**DATOS PARA USAR**.
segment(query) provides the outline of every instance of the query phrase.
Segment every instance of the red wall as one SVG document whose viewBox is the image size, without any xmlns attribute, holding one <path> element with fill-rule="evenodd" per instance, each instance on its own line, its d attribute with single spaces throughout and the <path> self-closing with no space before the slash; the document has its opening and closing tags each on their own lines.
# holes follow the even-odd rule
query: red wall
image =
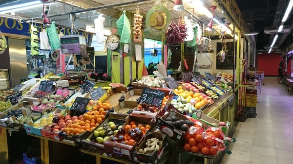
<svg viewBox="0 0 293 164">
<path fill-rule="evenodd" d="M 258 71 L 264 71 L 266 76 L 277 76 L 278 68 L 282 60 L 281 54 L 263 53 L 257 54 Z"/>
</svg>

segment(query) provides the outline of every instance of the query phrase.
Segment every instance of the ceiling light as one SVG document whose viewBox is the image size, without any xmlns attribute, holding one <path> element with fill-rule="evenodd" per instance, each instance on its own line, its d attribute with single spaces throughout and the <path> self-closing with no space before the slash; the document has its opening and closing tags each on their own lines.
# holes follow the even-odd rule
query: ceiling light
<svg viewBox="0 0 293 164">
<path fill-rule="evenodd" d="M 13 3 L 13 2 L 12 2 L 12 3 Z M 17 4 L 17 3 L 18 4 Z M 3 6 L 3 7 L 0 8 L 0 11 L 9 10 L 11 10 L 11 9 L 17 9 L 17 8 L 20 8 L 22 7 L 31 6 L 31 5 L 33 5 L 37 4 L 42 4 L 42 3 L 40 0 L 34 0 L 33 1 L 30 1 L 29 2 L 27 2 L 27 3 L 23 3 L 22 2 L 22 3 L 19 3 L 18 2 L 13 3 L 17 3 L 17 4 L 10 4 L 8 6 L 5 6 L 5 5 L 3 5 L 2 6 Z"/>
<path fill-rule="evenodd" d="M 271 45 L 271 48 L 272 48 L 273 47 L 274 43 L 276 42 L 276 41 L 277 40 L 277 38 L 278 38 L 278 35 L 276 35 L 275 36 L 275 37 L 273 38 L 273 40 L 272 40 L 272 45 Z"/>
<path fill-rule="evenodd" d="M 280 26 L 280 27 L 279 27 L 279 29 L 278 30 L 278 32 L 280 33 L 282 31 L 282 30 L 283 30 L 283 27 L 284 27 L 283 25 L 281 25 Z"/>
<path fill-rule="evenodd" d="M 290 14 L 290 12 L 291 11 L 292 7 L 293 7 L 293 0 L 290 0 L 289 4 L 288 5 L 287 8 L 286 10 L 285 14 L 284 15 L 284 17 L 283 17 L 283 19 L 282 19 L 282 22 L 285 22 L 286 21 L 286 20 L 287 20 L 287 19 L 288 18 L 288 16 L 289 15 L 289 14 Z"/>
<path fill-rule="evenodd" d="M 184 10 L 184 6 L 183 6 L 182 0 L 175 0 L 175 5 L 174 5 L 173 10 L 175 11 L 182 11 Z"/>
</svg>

**LA SOLICITUD**. Enumera todas las líneas de arriba que contengan la cadena "whose" y cópialas completas, distinguiendo entre mayúsculas y minúsculas.

**RESPUESTA A LA TAREA**.
Segment every instance of the red wall as one SVG document whose viewBox is the image size, without any xmlns attribute, holding one <path> element with fill-rule="evenodd" per instance, each instance on its own line, its d attribute with single spaces throughout and the <path> self-closing with no space before the slash; the document has its opening and closing tags each on their own lines.
Segment every instance of the ceiling light as one SVG document whose viewBox is the image size, without any xmlns attribute, holding one <path> element with fill-rule="evenodd" per instance, each instance on its own line, its d attribute with single spaces throughout and the <path> self-closing with no space before the slash; the document has its opening and closing tags each on their own lines.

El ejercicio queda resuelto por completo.